REQUIREMENTS: Reproduce verbatim the stretch of the records from the line containing "--target headphone ear cup" through the line containing "Provide the mask of each instance of the headphone", both lines included.

RECORDS SHOWN:
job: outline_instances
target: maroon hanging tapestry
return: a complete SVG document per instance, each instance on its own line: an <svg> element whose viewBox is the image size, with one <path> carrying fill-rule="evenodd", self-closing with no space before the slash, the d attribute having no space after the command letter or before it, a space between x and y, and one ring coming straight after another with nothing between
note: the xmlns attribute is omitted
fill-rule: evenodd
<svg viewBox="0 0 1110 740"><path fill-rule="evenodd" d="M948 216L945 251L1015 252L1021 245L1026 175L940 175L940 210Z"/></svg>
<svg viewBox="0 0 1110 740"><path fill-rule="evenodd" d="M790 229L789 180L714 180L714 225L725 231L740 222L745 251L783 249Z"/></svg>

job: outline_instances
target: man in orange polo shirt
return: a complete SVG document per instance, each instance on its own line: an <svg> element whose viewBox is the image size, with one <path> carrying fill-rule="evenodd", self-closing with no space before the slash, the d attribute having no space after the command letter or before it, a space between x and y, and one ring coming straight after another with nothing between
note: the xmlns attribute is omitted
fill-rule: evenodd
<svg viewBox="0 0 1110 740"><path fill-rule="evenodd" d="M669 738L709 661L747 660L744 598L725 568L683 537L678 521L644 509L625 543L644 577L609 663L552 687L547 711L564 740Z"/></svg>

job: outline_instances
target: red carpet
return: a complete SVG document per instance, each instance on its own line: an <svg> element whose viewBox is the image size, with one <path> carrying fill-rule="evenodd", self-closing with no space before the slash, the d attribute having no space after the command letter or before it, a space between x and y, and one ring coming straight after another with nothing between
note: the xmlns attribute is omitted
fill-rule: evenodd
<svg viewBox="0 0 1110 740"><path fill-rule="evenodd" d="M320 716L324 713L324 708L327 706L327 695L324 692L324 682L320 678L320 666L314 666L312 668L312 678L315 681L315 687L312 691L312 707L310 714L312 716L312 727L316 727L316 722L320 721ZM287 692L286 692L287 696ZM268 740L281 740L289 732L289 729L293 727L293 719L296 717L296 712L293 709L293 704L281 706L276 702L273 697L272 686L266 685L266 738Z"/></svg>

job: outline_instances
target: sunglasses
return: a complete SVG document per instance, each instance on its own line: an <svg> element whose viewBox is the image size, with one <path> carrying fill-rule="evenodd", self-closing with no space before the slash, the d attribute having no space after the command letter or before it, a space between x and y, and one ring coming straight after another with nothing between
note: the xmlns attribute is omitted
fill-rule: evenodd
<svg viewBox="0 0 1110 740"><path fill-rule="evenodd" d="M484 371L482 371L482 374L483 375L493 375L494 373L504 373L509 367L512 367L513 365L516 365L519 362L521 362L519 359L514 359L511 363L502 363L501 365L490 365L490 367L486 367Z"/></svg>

* * *

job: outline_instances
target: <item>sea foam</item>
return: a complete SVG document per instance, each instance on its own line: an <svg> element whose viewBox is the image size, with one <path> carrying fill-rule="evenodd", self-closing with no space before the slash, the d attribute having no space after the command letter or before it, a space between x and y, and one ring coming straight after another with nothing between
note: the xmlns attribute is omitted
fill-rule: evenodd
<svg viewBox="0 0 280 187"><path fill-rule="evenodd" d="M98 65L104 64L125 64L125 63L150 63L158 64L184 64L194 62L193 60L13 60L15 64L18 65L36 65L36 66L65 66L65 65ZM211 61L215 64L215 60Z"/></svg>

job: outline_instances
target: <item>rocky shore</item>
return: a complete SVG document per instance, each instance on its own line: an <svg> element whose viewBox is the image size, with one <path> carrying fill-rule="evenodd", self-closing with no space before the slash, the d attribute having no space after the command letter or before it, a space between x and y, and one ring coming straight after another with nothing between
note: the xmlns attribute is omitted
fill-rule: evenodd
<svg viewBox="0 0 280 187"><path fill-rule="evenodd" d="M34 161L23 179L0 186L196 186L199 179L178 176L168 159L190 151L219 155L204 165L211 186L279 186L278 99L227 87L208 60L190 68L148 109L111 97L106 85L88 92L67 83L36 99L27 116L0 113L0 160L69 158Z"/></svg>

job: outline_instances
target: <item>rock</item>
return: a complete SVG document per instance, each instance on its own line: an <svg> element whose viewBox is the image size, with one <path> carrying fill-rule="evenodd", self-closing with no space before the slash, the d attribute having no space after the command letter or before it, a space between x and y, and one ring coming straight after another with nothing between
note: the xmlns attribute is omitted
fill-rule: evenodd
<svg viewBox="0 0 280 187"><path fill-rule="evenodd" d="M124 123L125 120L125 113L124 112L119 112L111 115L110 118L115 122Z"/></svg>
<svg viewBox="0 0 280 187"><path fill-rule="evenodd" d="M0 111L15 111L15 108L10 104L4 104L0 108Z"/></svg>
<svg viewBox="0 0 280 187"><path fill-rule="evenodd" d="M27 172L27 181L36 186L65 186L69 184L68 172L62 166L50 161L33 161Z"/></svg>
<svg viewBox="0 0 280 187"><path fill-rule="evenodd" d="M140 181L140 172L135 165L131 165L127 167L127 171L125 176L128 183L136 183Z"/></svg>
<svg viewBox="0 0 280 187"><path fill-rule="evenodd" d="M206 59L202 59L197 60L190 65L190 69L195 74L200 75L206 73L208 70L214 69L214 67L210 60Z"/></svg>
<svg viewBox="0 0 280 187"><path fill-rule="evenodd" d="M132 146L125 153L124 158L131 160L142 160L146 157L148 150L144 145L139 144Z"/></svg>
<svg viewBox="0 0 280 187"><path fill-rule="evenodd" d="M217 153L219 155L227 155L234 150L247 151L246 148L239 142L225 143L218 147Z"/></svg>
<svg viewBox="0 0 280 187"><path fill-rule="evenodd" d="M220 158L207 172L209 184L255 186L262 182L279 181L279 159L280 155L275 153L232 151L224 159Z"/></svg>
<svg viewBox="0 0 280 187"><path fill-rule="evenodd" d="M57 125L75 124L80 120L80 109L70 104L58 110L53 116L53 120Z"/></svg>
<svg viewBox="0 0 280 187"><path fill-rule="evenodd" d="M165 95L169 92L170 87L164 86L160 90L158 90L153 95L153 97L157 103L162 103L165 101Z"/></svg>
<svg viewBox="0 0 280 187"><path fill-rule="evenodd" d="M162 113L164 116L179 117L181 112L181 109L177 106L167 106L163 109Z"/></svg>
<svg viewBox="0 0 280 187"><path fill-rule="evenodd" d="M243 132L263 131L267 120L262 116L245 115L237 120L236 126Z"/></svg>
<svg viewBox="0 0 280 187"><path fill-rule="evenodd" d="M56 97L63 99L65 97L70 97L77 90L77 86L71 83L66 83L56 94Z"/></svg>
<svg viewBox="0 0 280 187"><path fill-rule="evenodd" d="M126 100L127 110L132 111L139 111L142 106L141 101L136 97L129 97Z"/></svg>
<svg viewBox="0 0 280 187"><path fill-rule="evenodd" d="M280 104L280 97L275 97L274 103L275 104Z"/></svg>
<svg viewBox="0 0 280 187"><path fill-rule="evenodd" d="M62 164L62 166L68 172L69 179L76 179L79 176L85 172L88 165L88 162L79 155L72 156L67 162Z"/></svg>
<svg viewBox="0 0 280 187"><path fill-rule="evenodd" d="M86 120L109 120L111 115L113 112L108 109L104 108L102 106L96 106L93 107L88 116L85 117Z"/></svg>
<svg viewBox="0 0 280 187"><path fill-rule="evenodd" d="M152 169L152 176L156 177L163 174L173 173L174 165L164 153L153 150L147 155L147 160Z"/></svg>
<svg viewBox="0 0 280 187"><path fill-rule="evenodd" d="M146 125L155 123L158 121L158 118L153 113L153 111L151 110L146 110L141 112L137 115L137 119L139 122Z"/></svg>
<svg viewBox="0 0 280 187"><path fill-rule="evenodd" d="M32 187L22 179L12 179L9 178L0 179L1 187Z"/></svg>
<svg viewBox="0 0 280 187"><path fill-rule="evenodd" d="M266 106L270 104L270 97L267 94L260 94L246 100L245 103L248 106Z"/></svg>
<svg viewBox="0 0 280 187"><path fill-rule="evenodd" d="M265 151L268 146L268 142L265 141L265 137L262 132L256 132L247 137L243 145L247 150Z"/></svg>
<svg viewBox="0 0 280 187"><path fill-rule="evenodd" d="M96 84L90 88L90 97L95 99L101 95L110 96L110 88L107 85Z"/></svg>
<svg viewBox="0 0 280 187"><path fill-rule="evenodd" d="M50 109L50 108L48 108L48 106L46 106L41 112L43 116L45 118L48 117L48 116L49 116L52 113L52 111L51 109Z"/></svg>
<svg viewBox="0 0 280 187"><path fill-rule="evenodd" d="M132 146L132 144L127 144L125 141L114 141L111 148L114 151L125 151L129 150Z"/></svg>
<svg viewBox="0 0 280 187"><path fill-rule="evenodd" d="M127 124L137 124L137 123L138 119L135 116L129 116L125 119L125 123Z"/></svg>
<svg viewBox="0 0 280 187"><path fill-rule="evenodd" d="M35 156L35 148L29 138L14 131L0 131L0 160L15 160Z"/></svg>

--

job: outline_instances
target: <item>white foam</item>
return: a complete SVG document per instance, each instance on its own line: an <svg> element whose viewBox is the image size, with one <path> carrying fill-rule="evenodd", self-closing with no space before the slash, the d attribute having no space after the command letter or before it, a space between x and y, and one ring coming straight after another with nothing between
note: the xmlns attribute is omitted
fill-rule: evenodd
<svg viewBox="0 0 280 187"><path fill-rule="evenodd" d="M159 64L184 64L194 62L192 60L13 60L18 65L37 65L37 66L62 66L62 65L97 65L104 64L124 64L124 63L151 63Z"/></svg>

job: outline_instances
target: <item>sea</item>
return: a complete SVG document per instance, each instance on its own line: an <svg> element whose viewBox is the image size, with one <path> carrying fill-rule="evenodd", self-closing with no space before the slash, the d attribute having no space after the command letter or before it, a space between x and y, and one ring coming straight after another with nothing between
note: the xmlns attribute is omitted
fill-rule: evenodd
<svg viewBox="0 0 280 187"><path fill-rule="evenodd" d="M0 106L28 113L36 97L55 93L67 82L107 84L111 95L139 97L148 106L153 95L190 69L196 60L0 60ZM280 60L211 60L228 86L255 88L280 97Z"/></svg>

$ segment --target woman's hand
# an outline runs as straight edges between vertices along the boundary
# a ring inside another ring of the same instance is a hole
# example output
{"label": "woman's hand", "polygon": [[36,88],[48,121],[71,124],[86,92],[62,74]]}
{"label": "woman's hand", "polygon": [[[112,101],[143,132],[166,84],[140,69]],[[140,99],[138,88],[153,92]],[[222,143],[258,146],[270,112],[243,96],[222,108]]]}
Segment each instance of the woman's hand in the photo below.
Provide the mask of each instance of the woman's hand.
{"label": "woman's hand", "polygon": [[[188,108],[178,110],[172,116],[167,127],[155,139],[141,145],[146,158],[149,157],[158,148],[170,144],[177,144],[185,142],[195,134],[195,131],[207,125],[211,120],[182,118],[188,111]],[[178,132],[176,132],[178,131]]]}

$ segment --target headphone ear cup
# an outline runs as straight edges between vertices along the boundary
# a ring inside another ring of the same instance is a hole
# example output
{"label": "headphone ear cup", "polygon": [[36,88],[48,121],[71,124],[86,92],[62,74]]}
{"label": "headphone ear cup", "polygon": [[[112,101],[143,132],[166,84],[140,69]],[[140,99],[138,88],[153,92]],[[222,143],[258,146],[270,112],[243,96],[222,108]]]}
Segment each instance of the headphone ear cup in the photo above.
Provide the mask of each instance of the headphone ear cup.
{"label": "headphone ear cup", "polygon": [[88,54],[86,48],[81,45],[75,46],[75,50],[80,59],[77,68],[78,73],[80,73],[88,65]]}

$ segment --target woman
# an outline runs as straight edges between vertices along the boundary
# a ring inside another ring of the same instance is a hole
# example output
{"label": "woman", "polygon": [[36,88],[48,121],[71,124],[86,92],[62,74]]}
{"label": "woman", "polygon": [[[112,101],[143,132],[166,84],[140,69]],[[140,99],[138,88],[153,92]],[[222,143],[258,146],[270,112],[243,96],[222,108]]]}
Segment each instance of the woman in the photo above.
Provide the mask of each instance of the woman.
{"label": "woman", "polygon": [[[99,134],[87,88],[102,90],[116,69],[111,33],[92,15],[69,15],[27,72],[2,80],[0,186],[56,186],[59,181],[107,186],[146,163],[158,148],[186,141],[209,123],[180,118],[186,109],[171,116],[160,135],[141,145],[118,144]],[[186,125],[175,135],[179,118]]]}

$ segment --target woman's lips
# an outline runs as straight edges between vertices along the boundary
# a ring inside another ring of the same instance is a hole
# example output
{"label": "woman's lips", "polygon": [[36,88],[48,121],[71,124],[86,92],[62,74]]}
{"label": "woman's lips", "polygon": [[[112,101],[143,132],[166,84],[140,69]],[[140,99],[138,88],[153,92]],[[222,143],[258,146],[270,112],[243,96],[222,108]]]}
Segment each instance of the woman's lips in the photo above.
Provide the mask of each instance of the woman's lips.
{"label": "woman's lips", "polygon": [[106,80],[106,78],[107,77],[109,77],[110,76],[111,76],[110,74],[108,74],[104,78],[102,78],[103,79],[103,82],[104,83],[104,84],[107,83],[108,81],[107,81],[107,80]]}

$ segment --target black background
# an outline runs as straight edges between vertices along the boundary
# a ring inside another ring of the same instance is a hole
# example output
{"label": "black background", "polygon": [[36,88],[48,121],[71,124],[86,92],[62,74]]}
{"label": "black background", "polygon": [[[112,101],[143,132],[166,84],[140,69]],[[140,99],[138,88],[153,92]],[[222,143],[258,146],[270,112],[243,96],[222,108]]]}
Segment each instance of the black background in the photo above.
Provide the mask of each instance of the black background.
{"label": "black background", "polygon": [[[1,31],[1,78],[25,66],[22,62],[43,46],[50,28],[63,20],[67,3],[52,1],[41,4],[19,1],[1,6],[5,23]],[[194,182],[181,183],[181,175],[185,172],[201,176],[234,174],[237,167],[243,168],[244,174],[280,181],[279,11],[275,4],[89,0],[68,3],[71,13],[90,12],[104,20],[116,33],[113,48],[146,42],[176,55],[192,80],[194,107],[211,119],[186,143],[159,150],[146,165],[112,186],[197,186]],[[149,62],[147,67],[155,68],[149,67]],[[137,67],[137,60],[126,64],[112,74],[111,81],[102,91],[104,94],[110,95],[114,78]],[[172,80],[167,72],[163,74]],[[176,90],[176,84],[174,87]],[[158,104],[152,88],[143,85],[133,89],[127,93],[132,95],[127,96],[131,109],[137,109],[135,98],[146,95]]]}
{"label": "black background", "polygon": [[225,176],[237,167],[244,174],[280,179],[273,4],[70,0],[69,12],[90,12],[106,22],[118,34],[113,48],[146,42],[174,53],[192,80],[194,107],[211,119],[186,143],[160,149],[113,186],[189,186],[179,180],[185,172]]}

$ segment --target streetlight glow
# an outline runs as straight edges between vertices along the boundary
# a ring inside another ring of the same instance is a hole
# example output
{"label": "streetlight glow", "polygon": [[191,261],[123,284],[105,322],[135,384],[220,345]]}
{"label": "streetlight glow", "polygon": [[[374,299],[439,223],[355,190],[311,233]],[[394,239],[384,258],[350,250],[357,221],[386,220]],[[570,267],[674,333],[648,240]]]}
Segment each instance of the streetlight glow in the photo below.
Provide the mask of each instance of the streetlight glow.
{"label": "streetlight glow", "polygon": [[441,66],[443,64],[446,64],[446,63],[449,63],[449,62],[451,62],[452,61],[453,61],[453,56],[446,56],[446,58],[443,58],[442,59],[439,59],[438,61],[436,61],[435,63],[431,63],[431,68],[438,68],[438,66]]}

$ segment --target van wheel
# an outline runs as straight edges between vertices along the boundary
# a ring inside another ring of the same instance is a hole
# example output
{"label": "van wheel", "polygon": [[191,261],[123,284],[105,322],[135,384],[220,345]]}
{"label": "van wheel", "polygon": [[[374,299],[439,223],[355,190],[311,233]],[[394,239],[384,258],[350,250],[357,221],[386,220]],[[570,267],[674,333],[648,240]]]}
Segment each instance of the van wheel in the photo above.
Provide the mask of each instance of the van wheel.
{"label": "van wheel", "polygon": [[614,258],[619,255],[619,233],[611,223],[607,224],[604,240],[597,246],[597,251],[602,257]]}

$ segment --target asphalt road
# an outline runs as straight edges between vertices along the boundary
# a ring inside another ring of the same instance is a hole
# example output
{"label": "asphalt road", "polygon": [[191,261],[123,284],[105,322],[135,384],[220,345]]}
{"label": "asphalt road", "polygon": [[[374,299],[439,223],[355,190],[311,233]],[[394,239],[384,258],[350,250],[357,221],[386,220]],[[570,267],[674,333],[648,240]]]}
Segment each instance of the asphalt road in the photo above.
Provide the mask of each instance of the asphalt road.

EXPECTED ANSWER:
$ segment --target headphone ear cup
# an outline runs as straight edges between vertices along the boundary
# a ring inside another ring of the same instance is a hole
# example output
{"label": "headphone ear cup", "polygon": [[36,88],[48,121],[71,124],[86,92],[62,74]]}
{"label": "headphone ear cup", "polygon": [[[112,101],[143,132],[166,84],[140,69]],[[140,99],[138,88],[153,92]],[[222,143],[258,146],[270,112],[243,96],[222,108]]]}
Segment each instance of the headphone ear cup in the photo above.
Provide the mask of each instance of the headphone ear cup.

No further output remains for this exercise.